* **Texto de origem**

##############################

O juiz Renato Luís Dresch, da 4ª Vara de Fazenda Pública Municipal de Belo Horizonte, indeferiu um pedido de alvará, feito pelo Hospital Odilon Behrens, que pediu autorização para fazer uma transfusão de sangue em uma paciente que pertence à Igreja Testemunha de Jeová. O magistrado considerou que o pedido envolve valores constitucionais que necessitam de avaliação prudente, sob pena de institucionalizar-se uma relação ditatorial entre o Estado e o cidadão.
A paciente, por motivos religiosos, não aceita a transfusão, mesmo ciente do risco de morte. O hospital salientou que os profissionais não podem ficar inertes diante do risco de morte, pois, após passar por uma cirurgia, a religiosa apresentava queda progressiva de hemoglobina.
Para o magistrado, as autoridades públicas e o médico têm o poder e o dever de salvar a vida da paciente, desde que ela autorize ou não tenha condições de manifestar oposição. “Entretanto, estando a paciente consciente, e apresentando de forma lúcida a recusa, não pode o Estado impor-lhe obediência, já que isso poderia violar o seu estado de consciência e a própria dignidade da pessoa humana”, ponderou.

##############################

* **Tarefa proposta**
Repita, por favor, um trecho do texto sem alterações: comece nas palavras "O juiz Renato" e pare depois de "progressiva de hemoglobina.". Os dados a seguir são um material à parte, independente do texto.

##############################

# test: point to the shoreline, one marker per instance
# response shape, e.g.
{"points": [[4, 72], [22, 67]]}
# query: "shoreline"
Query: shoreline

##############################

* **Resultado obtido**
O juiz Renato Luís Dresch, da 4ª Vara de Fazenda Pública Municipal de Belo Horizonte, indeferiu um pedido de alvará, feito pelo Hospital Odilon Behrens, que pediu autorização para fazer uma transfusão de sangue em uma paciente que pertence à Igreja Testemunha de Jeová. O magistrado considerou que o pedido envolve valores constitucionais que necessitam de avaliação prudente, sob pena de institucionalizar-se uma relação ditatorial entre o Estado e o cidadão.
A paciente, por motivos religiosos, não aceita a transfusão, mesmo ciente do risco de morte. O hospital salientou que os profissionais não podem ficar inertes diante do risco de morte, pois, após passar por uma cirurgia, a religiosa apresentava queda progressiva de hemoglobina.